⟨

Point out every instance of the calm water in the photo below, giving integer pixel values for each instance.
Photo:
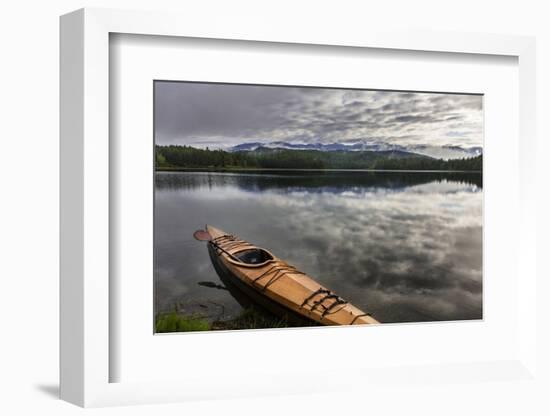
(403, 246)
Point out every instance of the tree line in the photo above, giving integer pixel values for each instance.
(187, 157)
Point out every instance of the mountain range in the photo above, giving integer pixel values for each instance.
(445, 152)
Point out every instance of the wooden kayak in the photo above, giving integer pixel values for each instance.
(278, 286)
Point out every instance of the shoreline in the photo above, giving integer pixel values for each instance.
(259, 170)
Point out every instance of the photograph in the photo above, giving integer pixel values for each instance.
(295, 206)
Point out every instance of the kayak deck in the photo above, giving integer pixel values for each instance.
(283, 284)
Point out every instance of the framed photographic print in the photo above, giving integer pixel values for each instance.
(376, 194)
(289, 199)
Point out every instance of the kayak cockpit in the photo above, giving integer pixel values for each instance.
(254, 256)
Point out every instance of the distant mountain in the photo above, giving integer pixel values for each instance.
(437, 152)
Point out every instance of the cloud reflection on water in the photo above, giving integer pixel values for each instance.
(406, 248)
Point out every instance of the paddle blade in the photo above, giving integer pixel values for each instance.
(202, 235)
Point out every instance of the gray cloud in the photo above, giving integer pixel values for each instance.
(221, 115)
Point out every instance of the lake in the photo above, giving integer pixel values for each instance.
(404, 246)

⟩

Exercise details> Copy each line of the listing exactly, skipping any picture.

Response to this task>
Point out every instance of the calm water in the photo below, giving integer pixel values for each instance.
Photo:
(403, 246)
Point out every instance of the tree line in the photo above, giving integer pixel values for each instance.
(187, 157)
Point out every instance of the mountain range in the photo above, giving integer pixel values for each instance.
(445, 152)
Point out every instance of the wooden kayak in the photo above, giving integer pixel values for each instance.
(278, 286)
Point out every instance of the shoreline in the photo above, giving integer pixel values for each instance.
(259, 170)
Point out every instance of the photograph in the photo above, giving integer pixel values for each instance.
(295, 206)
Point out every instance of the kayak deck in the photo above, giving integer pixel values for each instance.
(283, 284)
Point out every instance of the framed photographic print in the photo above, giving integer pixel values for each instance.
(376, 194)
(289, 199)
Point out every instance of the kayak cockpit in the photo above, giving integer pixel values for each instance.
(254, 256)
Point out every instance of the distant mountain in the photo above, giving integer pixel values for each instance.
(437, 152)
Point out every instance of the cloud reflection on water in the photo above, giving integer pixel values for each instance.
(406, 248)
Point out every instance of the paddle blade in the photo above, giving integer pixel values for each instance.
(202, 235)
Point out every instance of the gray cloud in the photo above, giving integer pixel values for each instance.
(221, 115)
Point out every instance of the lake in the photo above, giving integer pixel values for each instance.
(404, 246)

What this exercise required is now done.